Task goal: Give every line again exactly as it appears, please, but not the pictures.

[Start of Extracted entries]

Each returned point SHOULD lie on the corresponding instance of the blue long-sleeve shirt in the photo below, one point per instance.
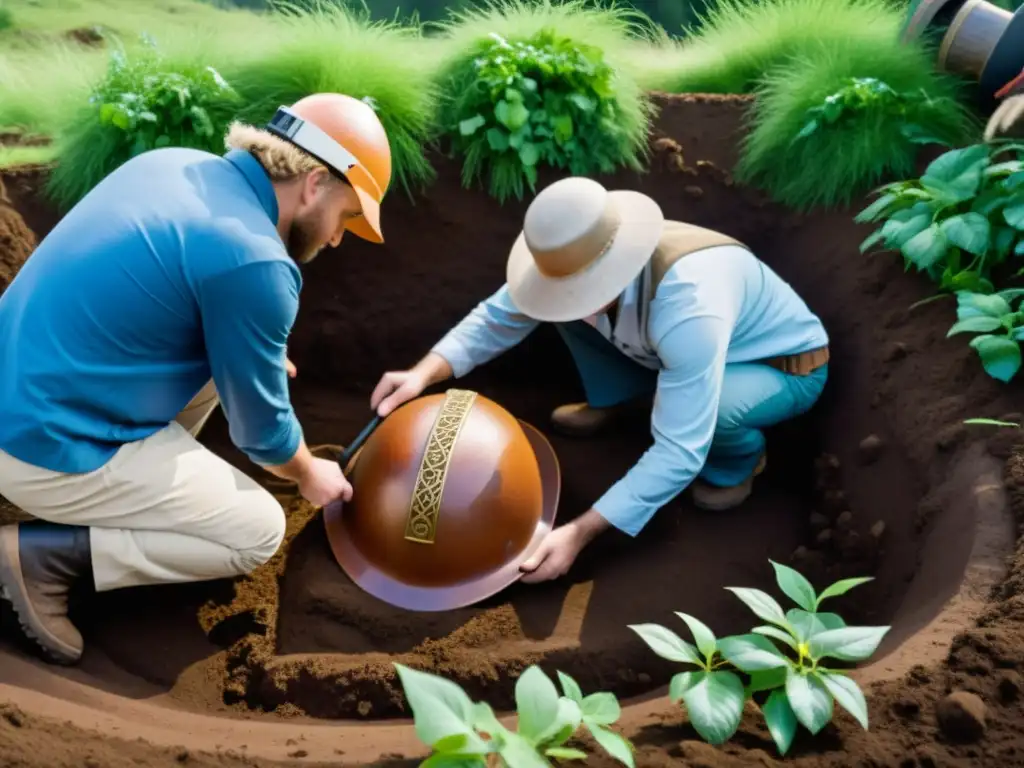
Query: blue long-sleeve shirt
(169, 271)
(716, 306)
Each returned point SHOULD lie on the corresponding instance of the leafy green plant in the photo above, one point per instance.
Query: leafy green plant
(964, 217)
(164, 108)
(467, 734)
(999, 326)
(144, 101)
(801, 690)
(869, 95)
(547, 99)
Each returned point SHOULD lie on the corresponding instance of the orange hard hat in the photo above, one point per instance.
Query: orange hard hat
(345, 134)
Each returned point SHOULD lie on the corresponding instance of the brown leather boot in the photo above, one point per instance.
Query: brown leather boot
(717, 499)
(39, 563)
(579, 419)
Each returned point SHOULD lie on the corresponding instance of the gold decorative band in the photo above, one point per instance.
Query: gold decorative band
(426, 503)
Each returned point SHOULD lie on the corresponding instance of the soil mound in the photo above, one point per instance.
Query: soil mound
(16, 240)
(868, 483)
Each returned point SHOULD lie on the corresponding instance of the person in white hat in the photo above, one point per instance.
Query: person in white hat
(645, 305)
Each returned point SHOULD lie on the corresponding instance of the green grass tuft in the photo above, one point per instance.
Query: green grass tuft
(329, 48)
(740, 42)
(842, 161)
(146, 100)
(570, 103)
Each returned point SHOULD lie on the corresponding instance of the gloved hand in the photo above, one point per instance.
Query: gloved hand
(1011, 109)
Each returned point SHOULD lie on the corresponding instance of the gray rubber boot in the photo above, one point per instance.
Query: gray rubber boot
(39, 563)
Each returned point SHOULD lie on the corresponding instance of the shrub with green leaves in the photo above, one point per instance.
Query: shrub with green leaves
(964, 217)
(860, 97)
(144, 101)
(999, 326)
(549, 99)
(527, 84)
(801, 689)
(867, 142)
(467, 734)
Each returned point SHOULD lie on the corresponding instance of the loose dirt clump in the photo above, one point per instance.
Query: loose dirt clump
(865, 484)
(16, 240)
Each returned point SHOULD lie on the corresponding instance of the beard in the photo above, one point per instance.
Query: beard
(303, 240)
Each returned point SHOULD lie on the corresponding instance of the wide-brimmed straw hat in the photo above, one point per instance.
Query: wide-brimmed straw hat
(580, 248)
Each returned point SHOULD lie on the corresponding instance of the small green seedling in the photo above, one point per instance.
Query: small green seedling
(548, 99)
(961, 219)
(1000, 328)
(151, 104)
(467, 734)
(870, 95)
(802, 689)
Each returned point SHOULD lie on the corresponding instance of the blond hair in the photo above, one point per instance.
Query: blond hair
(283, 161)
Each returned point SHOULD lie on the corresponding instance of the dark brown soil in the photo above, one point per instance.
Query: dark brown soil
(297, 638)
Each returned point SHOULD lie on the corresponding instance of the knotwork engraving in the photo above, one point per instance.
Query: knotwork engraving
(426, 503)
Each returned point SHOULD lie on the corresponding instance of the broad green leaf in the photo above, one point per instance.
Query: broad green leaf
(537, 701)
(570, 687)
(517, 752)
(682, 682)
(810, 700)
(767, 679)
(777, 634)
(957, 173)
(842, 587)
(971, 231)
(848, 693)
(602, 709)
(483, 720)
(448, 760)
(564, 725)
(1015, 215)
(617, 747)
(498, 139)
(926, 248)
(806, 625)
(795, 586)
(875, 209)
(752, 652)
(667, 643)
(1004, 241)
(715, 706)
(780, 720)
(565, 753)
(848, 643)
(763, 604)
(974, 325)
(999, 356)
(704, 637)
(902, 232)
(528, 154)
(439, 708)
(992, 305)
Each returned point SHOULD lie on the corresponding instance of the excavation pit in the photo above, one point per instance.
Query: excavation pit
(881, 478)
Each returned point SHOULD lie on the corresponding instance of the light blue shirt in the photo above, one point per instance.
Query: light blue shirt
(169, 272)
(714, 307)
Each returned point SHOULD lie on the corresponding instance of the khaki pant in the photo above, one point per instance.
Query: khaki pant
(163, 510)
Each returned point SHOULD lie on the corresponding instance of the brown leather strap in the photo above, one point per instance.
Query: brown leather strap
(803, 364)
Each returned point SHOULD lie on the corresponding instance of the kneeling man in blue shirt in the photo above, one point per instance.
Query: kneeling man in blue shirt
(171, 287)
(644, 305)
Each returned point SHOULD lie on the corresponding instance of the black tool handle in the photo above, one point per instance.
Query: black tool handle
(355, 444)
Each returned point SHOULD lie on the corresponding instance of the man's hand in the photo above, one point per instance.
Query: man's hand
(561, 547)
(396, 387)
(324, 482)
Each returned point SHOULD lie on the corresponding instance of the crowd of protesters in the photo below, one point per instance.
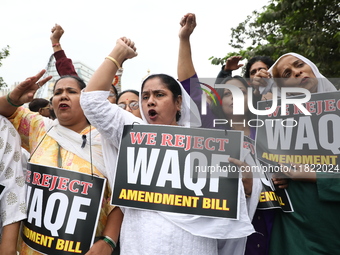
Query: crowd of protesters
(80, 130)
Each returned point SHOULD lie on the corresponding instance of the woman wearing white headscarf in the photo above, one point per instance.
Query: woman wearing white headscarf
(314, 226)
(283, 69)
(150, 232)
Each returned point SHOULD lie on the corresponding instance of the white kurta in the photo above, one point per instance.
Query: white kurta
(12, 201)
(147, 232)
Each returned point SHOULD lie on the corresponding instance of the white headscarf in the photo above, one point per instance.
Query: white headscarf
(190, 116)
(324, 84)
(217, 228)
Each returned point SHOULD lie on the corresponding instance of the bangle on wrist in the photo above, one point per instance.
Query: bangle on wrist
(109, 241)
(10, 102)
(115, 62)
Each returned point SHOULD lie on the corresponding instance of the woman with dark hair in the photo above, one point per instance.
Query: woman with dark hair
(64, 65)
(129, 100)
(314, 226)
(258, 242)
(68, 142)
(163, 101)
(256, 73)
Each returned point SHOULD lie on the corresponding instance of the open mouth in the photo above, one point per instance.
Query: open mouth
(304, 80)
(152, 114)
(63, 106)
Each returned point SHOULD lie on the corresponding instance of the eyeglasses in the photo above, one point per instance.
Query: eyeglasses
(134, 105)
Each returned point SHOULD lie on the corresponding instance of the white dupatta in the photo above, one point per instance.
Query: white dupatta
(324, 85)
(72, 141)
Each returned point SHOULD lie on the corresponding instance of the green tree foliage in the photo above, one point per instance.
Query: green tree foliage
(3, 54)
(308, 27)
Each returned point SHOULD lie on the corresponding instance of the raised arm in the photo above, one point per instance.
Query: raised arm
(103, 76)
(63, 64)
(185, 66)
(22, 93)
(231, 64)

[End of Extracted entries]

Exercise response:
Each returned point SHOULD lie on the corresponding instance of the blue long-sleeve shirt in the photo below, one point per instance.
Query: blue long-sleeve shirt
(169, 271)
(716, 306)
Each returned point SHOULD lie on the corresponding instance of the leafy green plant in the photo above, one point per instance.
Query: leafy green plant
(964, 217)
(164, 108)
(467, 734)
(999, 326)
(144, 101)
(801, 690)
(869, 95)
(547, 99)
Each returned point SHOULD lie on the corresponding instance of the orange hard hat in the photo above, one point per instance.
Query: orange hard hat
(345, 134)
Each returned point SHOULD lie on the corresponding instance of the brown leather boot in the photo above, one point per instance.
Query: brown leather boot
(717, 499)
(39, 563)
(579, 419)
Each returned point SHOULD lie on the corresponding instance of the gold decorative band in the photo above, one point per instance.
Query: gold decorative band
(426, 503)
Each returned point SHOULD lie on the corresponding instance of the soil mound in the photo above, one point per instance.
Query: soil mound
(16, 240)
(868, 483)
Each returned point SHOULD lie on the corresponding instance of the person in white hat in the photo above, one point per instance.
Query: person in white hat
(645, 305)
Each returned point SHOULD lie on the corresponding instance of the green grass tuft in the photo above, one point per instance.
Query: green grass tuft
(329, 48)
(740, 42)
(842, 161)
(146, 100)
(570, 103)
Each returned point SHOULD lie on the corresponding instance of the gloved hand in the photo above, one point per instance.
Query: gloved hand
(1011, 109)
Each returned point SHOULD lie on the corresponding instance of the gray rubber boot in the photo above, one point per instance.
Query: gray rubber boot
(39, 563)
Each returned point SHOULD lie on the corresponding instance of the shrub with green leaves in the photo above, one point per instance.
Query: shrub with green leaves
(964, 217)
(860, 97)
(144, 101)
(999, 326)
(549, 99)
(527, 84)
(801, 689)
(867, 142)
(467, 734)
Each returned point SHOULD lie on the corresponding instance of the loose dirt clump in the photo above, one point per instance.
Query: loose dirt clump
(865, 484)
(16, 240)
Each returned point SHOULD lie on the corresponding instance of the beard in the photo above, one point per instance.
Query: beard
(303, 240)
Each returned point SHOULD lie on the corresponding instance of the wide-brimmed straw hat in the photo above, one point per instance.
Query: wide-brimmed straw hat
(580, 248)
Each returned point SHOULD lie on the corresponding instance of the small green seedling in the photo above, one point per instance.
Query: small green seedling
(548, 99)
(961, 219)
(1000, 328)
(151, 104)
(467, 734)
(870, 95)
(802, 689)
Each returned point SHOULD lie on the corresponding instance of the blond hair in the photo above, one point per instance.
Query: blond hair
(283, 161)
Each returned point SHOULD lie on the corresponding instance of the dark brown soil in the photo above, one point per instance.
Query: dark brown soil
(297, 638)
Each returned point SHOULD lie on the corresponding instance of the knotwork engraving in the photo above, one point per instance.
Query: knotwork engraving
(426, 503)
Each returned point SHOULD lie on the corresponding instance of the broad green leaf in the photo above, one point per instance.
Query: broad green leaf
(537, 701)
(570, 687)
(517, 752)
(682, 682)
(810, 700)
(767, 679)
(777, 634)
(957, 173)
(842, 587)
(971, 231)
(848, 693)
(602, 709)
(483, 720)
(448, 760)
(564, 725)
(1015, 215)
(617, 747)
(498, 139)
(926, 248)
(806, 625)
(795, 586)
(875, 209)
(752, 652)
(667, 643)
(1004, 241)
(715, 706)
(780, 720)
(565, 753)
(848, 643)
(763, 604)
(974, 325)
(999, 356)
(704, 637)
(902, 232)
(528, 154)
(439, 708)
(992, 305)
Each returned point SHOULD lie on the corresponding instance of the excavation pit in the photo above, one point per instance.
Query: excavation pit
(881, 478)
Each returned point SHOULD lie on the corresponding instance of the light blue shirt in the photo above, one point per instance.
Query: light blue shirt
(169, 272)
(714, 307)
Each returned point SHOULD lie on the corresponding instance of the khaki pant in the photo above, one point per instance.
Query: khaki pant
(163, 510)
Each returned point SHOULD lie on the corresponding instance of the brown leather strap in the photo above, one point per instance.
Query: brown leather strap
(803, 364)
Each returned point SHOULD lie on the corresponding instance of the kneeling man in blue shirt in the photo above, one point per instance.
Query: kneeling man in blue shirt
(171, 287)
(644, 305)
Each returned point SHOULD lie on the corresponding instance of the black tool handle in the photo above, one point per instance.
Query: black tool handle
(355, 444)
Each returned point SHOULD lie on the corresponding instance of the man's hand in the photo above, one point per instance.
Query: man's hand
(561, 547)
(396, 387)
(324, 482)
Each returned point SHOULD lie on the corresponding instance of the crowd of protesters in the photo below, one point per instance.
Query: crowd of protesters
(80, 130)
Each returned point SHOULD lie on the corresponding instance of the woman wearing white headscarf in the photo above, one point per instance.
Query: woman wearing white headscarf
(314, 226)
(283, 69)
(150, 232)
Each returned point SHOULD lie on the corresponding instance of the white kurta in the photo above, one point per instance.
Query: white kurta
(12, 201)
(147, 232)
Each returned point SHOULD lie on the corresponding instance of the white headscarf in the photo above, one point per instance.
Query: white headscarf
(190, 116)
(324, 84)
(217, 228)
Each returned point SHOULD lie on the corresponding instance of the bangle on wrist in the photo above, one point per instance.
Query: bangle on wrist
(109, 241)
(10, 102)
(115, 62)
Each returned point SHOULD lie on the corresponding instance of the woman with dark hair in the photo above, one point per instance.
Query: woman with dark hair
(64, 65)
(129, 100)
(314, 226)
(258, 242)
(68, 142)
(163, 101)
(256, 73)
Each returned point SHOULD lie on the corresponding instance of the open mouth in the photo above, one point per instance.
Query: open mouth
(304, 80)
(152, 114)
(63, 106)
Each returned point SHOULD lie on the corresponding instance of the eyeglasses in the photo above, one point per instance.
Query: eyeglasses
(134, 105)
Each returned point SHOULD lie on the corresponding instance of the white dupatta in the photo above, one point per instance.
Query: white dupatta
(324, 85)
(72, 141)
Each returned point SHOULD lie on the corresponding instance of the green tree foliage in the photo above, one point per instance.
Query: green tree foliage
(3, 54)
(308, 27)
Each returned point SHOULD lie on the corresponding instance of the raised arm in the photo above, one point per instance.
Query: raised arm
(103, 76)
(63, 64)
(185, 66)
(22, 93)
(231, 64)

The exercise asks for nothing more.